=== Requirements ===
Please rewrite the lines below, replacing "that would help me greatly" with "that would be very useful" wherever it appears and keeping everything else the same. Omit the pictures from your answer.

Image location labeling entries
· · · · · · ·
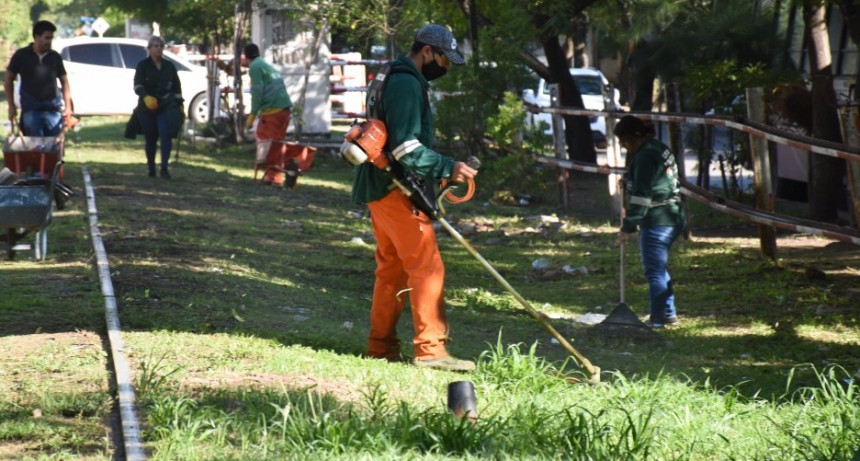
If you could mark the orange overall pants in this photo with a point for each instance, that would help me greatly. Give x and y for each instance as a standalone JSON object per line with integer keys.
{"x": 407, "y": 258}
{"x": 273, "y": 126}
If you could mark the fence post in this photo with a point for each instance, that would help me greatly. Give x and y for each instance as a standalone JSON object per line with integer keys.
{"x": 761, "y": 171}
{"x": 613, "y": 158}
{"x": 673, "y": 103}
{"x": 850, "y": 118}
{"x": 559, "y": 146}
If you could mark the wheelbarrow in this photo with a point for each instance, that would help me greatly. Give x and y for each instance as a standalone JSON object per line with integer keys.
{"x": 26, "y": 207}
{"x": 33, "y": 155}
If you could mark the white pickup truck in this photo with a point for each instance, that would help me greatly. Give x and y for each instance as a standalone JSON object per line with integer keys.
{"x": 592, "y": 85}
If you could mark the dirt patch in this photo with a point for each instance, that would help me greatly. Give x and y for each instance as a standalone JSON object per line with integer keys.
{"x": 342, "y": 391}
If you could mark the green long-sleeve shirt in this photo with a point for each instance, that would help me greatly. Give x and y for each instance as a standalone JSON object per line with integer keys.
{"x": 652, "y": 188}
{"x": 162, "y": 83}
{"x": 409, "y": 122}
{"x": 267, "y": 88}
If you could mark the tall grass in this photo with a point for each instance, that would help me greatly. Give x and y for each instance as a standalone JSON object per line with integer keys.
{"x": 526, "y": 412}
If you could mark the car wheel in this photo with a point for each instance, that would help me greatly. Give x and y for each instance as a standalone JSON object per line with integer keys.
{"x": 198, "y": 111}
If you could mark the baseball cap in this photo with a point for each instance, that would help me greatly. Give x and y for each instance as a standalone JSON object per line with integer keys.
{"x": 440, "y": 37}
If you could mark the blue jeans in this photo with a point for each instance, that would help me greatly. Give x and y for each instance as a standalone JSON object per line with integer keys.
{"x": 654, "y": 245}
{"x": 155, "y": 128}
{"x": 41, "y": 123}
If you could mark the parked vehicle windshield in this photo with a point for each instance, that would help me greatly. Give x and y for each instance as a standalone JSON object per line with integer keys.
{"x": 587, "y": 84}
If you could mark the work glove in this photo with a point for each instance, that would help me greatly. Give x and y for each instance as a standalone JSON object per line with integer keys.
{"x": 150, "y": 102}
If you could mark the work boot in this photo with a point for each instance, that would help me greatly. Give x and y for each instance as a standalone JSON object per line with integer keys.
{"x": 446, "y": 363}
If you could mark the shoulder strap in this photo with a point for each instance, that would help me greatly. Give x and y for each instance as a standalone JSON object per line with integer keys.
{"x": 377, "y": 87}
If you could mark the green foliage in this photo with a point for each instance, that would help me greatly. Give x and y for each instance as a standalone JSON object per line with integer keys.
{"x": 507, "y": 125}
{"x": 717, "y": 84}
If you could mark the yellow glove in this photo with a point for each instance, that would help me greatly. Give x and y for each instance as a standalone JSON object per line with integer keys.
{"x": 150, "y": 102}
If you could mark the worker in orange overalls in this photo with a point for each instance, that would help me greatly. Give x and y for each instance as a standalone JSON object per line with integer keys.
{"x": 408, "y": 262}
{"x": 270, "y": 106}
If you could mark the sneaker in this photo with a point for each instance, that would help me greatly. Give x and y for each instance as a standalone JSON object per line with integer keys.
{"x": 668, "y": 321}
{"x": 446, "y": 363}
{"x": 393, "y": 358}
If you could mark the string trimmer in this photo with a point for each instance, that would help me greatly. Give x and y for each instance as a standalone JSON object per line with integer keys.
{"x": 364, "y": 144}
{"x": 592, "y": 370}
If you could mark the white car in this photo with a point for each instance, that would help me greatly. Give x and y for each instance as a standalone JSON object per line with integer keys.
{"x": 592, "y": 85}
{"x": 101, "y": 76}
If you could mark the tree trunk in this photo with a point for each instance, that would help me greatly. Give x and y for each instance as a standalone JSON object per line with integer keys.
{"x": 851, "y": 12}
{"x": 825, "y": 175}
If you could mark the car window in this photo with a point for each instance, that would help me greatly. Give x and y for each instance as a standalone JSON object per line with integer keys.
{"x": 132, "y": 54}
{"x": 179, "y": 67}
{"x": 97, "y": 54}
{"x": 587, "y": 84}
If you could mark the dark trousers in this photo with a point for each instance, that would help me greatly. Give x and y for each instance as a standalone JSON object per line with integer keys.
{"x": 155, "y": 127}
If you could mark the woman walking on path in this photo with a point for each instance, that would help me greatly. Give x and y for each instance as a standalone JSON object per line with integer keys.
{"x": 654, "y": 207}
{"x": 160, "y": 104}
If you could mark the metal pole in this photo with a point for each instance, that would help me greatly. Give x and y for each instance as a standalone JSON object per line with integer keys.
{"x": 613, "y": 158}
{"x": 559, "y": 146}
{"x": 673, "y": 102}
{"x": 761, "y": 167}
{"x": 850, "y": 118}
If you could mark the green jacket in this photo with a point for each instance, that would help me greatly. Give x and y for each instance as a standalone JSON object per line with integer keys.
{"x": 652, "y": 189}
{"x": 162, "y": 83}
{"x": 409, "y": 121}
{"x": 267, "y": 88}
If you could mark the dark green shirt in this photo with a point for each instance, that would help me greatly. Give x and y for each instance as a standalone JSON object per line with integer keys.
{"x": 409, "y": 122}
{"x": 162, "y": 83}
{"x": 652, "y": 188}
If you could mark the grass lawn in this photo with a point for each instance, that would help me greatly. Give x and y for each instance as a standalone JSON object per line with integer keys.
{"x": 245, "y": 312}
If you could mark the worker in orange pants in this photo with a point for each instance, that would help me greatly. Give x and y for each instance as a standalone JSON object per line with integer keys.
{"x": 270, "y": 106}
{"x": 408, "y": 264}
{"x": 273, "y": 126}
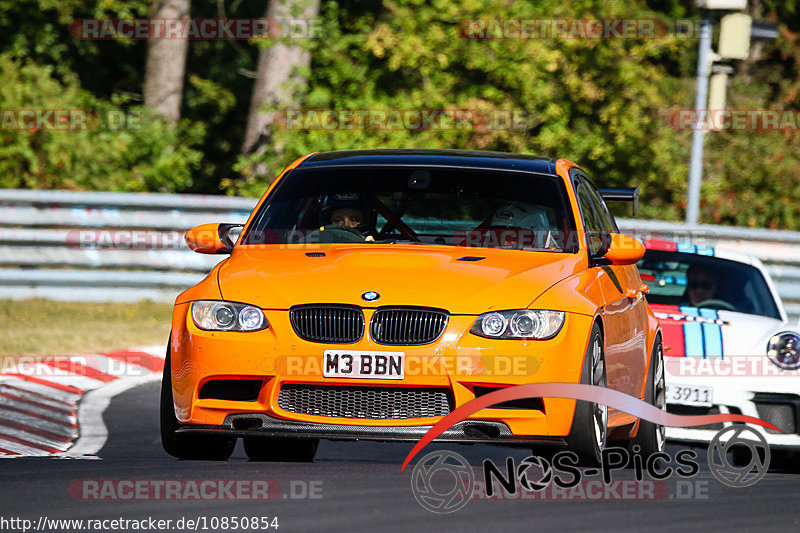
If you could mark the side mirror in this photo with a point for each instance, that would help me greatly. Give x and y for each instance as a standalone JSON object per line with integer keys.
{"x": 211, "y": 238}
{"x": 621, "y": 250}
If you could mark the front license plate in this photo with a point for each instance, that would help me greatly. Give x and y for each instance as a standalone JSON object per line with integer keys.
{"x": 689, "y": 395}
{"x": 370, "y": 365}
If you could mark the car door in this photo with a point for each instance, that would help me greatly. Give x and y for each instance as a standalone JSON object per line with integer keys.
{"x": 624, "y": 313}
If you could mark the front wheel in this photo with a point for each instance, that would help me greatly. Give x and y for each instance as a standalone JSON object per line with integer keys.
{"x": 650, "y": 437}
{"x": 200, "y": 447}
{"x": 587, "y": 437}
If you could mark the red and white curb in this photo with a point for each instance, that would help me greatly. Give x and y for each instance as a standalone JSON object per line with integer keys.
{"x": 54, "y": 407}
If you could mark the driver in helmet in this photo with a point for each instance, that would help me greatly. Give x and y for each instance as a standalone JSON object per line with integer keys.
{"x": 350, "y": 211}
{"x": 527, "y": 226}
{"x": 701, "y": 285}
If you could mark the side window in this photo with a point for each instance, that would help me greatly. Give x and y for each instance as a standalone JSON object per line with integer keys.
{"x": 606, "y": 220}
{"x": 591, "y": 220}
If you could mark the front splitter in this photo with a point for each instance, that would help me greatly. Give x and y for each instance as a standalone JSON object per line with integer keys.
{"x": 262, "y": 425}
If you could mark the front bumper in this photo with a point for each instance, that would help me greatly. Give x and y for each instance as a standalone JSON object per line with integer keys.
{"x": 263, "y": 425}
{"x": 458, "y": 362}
· · · · · · ·
=== Correct result ===
If you could mark the orange overall pants in this photo with a point for each instance, that would be very useful. Give x and y for each instance as a standalone JSON object per line with integer keys.
{"x": 407, "y": 258}
{"x": 273, "y": 126}
If you could mark the fence post in this photo with a point for each instance, that would be very useful. Give x and y for each instance as a standalone JSON object per line with integer keys.
{"x": 761, "y": 171}
{"x": 613, "y": 158}
{"x": 673, "y": 103}
{"x": 850, "y": 118}
{"x": 559, "y": 146}
If you could mark the wheelbarrow in this photo with a point for each instance, that would be very useful. Give x and y for each instance as a standalone JSON object per line with integer keys.
{"x": 26, "y": 207}
{"x": 33, "y": 155}
If you could mark the white pickup truck in this photo with a point for each instance, that would be very useful. Give x and y for each instance as a standalone JSON object per line with integer keys.
{"x": 592, "y": 85}
If you could mark the dirt patch in this photo with a point for each instance, that would be very useful. Give x and y for each instance as a standalone JSON object per line with integer keys.
{"x": 342, "y": 391}
If you could mark the green long-sleeve shirt in this photo with a point for each instance, that would be very useful. Give x and y for each instance as a standalone JSON object per line with integer keys.
{"x": 652, "y": 188}
{"x": 162, "y": 83}
{"x": 409, "y": 122}
{"x": 267, "y": 88}
If you could mark the tall grass in this photo with a point for each instance, that would be very useful. Give x and y for each instance as a standalone JSON object per line with integer keys.
{"x": 526, "y": 412}
If you could mark the car wheel in this photo with a point for each instance, that would be very useful. Give x and y for each instance as a standalone JSON object per line with integer keys.
{"x": 198, "y": 111}
If you could mark the baseball cap in this photo with a point for each instance, that would be very useful. Give x and y for each instance as a standalone JSON object per line with integer keys.
{"x": 440, "y": 37}
If you could mark the blue jeans in this photo with a point for each instance, that would be very useful. Give x and y for each instance as a standalone JSON object per line with integer keys.
{"x": 654, "y": 245}
{"x": 155, "y": 128}
{"x": 41, "y": 123}
If you could mark the parked vehicle windshield in this photo with a point for each instance, that would be very useful. Give x and y for each instance as a standalone JSON object per line with integer keys.
{"x": 587, "y": 84}
If you could mark the work glove in this photo with a point for each instance, that would be very useful. Give x and y for each instance as a standalone JSON object per line with integer keys.
{"x": 150, "y": 102}
If you could mark the work boot in this photo with a point for each instance, that would be very useful. Give x and y for each instance as a standalone JSON object per line with integer keys.
{"x": 446, "y": 363}
If you could mark the shoulder strap in this photo with a point for each instance, that would be very useful. Give x and y for each instance as a standalone JSON object per line with integer keys.
{"x": 377, "y": 87}
If you could mark the green foliage in this photo with a point for each instance, that would be very useful. Give x and y for each instance as a standalone JSON object per line with integer keys.
{"x": 507, "y": 125}
{"x": 717, "y": 84}
If you could mark the yellow glove in this photo with a point for each instance, that would be very useful. Give x and y for each instance as a standalone JSON object per line with integer keys.
{"x": 150, "y": 102}
If you could mark the worker in orange overalls in this photo with a point for each instance, that would be very useful. Give x and y for each instance as a standalone JSON object per line with integer keys.
{"x": 408, "y": 262}
{"x": 270, "y": 106}
If you could mark the sneaker in this photo with a point for each instance, that would be very useful. Give x and y for each instance as a standalone JSON object per line with integer keys.
{"x": 668, "y": 321}
{"x": 446, "y": 363}
{"x": 393, "y": 358}
If you could mark the string trimmer in this photo with a point for each instance, that would be very useful. Give x and y for each instance as a standalone JSON object per line with integer keys.
{"x": 364, "y": 144}
{"x": 592, "y": 370}
If you could mark the white car in this photo with a point for each instance, that would be very useful. Give x and y for each instance as a standalone JSON object per line with integer keys.
{"x": 592, "y": 85}
{"x": 101, "y": 76}
If you could mark the tree trunk in this photo with a point for each instance, that would be very useful. Give x and y for each instance as a standalone JSON object per line with integer keys.
{"x": 851, "y": 12}
{"x": 825, "y": 175}
If you could mark the car window in this photo with a point for each instance, that would be very useful. Give x and y for each instance as a standalone JSON object per line with integer keys.
{"x": 132, "y": 54}
{"x": 179, "y": 67}
{"x": 97, "y": 54}
{"x": 587, "y": 84}
If you could mark the dark trousers in this photo with a point for each instance, that would be very useful. Give x and y for each instance as a standalone JSON object per line with integer keys.
{"x": 155, "y": 127}
If you could mark the woman walking on path in this photo with a point for each instance, that would be very useful. Give x and y for each instance as a standalone JSON object per line with integer keys.
{"x": 654, "y": 207}
{"x": 160, "y": 104}
If you could mark the metal pole in this photo with a point for each instance, that would be very useful. Give x and y for each instance as a standalone JSON object per line with integer keys.
{"x": 613, "y": 158}
{"x": 559, "y": 146}
{"x": 673, "y": 102}
{"x": 761, "y": 167}
{"x": 850, "y": 118}
If you could mark the green jacket in this photo with a point for each instance, that would be very useful. Give x and y for each instance as a standalone JSON object per line with integer keys.
{"x": 652, "y": 189}
{"x": 162, "y": 83}
{"x": 409, "y": 121}
{"x": 267, "y": 88}
If you could mark the dark green shirt in this photo with a point for each instance, that would be very useful. Give x and y for each instance as a standalone JSON object per line with integer keys.
{"x": 409, "y": 122}
{"x": 162, "y": 83}
{"x": 652, "y": 188}
If you could mark the grass lawn in this photo with a point for each instance, that would be very useful. Give x and y for each instance as a standalone JSON object per line with integer keys.
{"x": 245, "y": 312}
If you could mark the worker in orange pants in this photo with a point for each instance, that would be very useful. Give x and y for each instance as a standalone JSON object per line with integer keys.
{"x": 270, "y": 106}
{"x": 408, "y": 264}
{"x": 273, "y": 126}
If you could mark the side mirror in this photo with a point for each instance, that would be very useful. Give x and y for each instance as a standalone JSON object per line with integer keys.
{"x": 211, "y": 238}
{"x": 621, "y": 250}
If you could mark the front license plate in this photo with a point for each instance, that would be very useful. Give x and y for each instance as a standalone JSON object per line with integer keys.
{"x": 689, "y": 395}
{"x": 370, "y": 365}
If you could mark the car door in this photo with a point for each instance, that would be very useful. Give x and y for each instance as a standalone JSON object per line with integer keys.
{"x": 624, "y": 313}
If you could mark the front wheel in this photo with a point for each instance, that would be very useful. Give x and y for each instance as a standalone JSON object per line with integer keys.
{"x": 650, "y": 437}
{"x": 200, "y": 447}
{"x": 587, "y": 437}
If you could mark the red and white curb in this photo with a point for each instance, that would be very useful. Give x and y for each instance as a standalone JSON object per line with integer keys.
{"x": 54, "y": 407}
If you could mark the driver in helmet in this photo with a point for each instance, that would be very useful. Give x and y for each instance as a standalone JSON object per line with integer keys.
{"x": 350, "y": 211}
{"x": 527, "y": 226}
{"x": 701, "y": 285}
If you could mark the side window in this photo with a point for each instance, that would be very useful. Give x and y for each instance as a standalone JSON object per line with integer keys.
{"x": 606, "y": 220}
{"x": 591, "y": 220}
If you could mark the front splitter in this photo with a point for each instance, that would be very useful. Give x and y for each instance as a standalone JSON object per line with integer keys.
{"x": 262, "y": 425}
If you could mark the front bumper in this photo with a point for each instance, that would be very useful. Give x and y for each instance as a standalone JSON object per line with integer keys.
{"x": 263, "y": 425}
{"x": 458, "y": 362}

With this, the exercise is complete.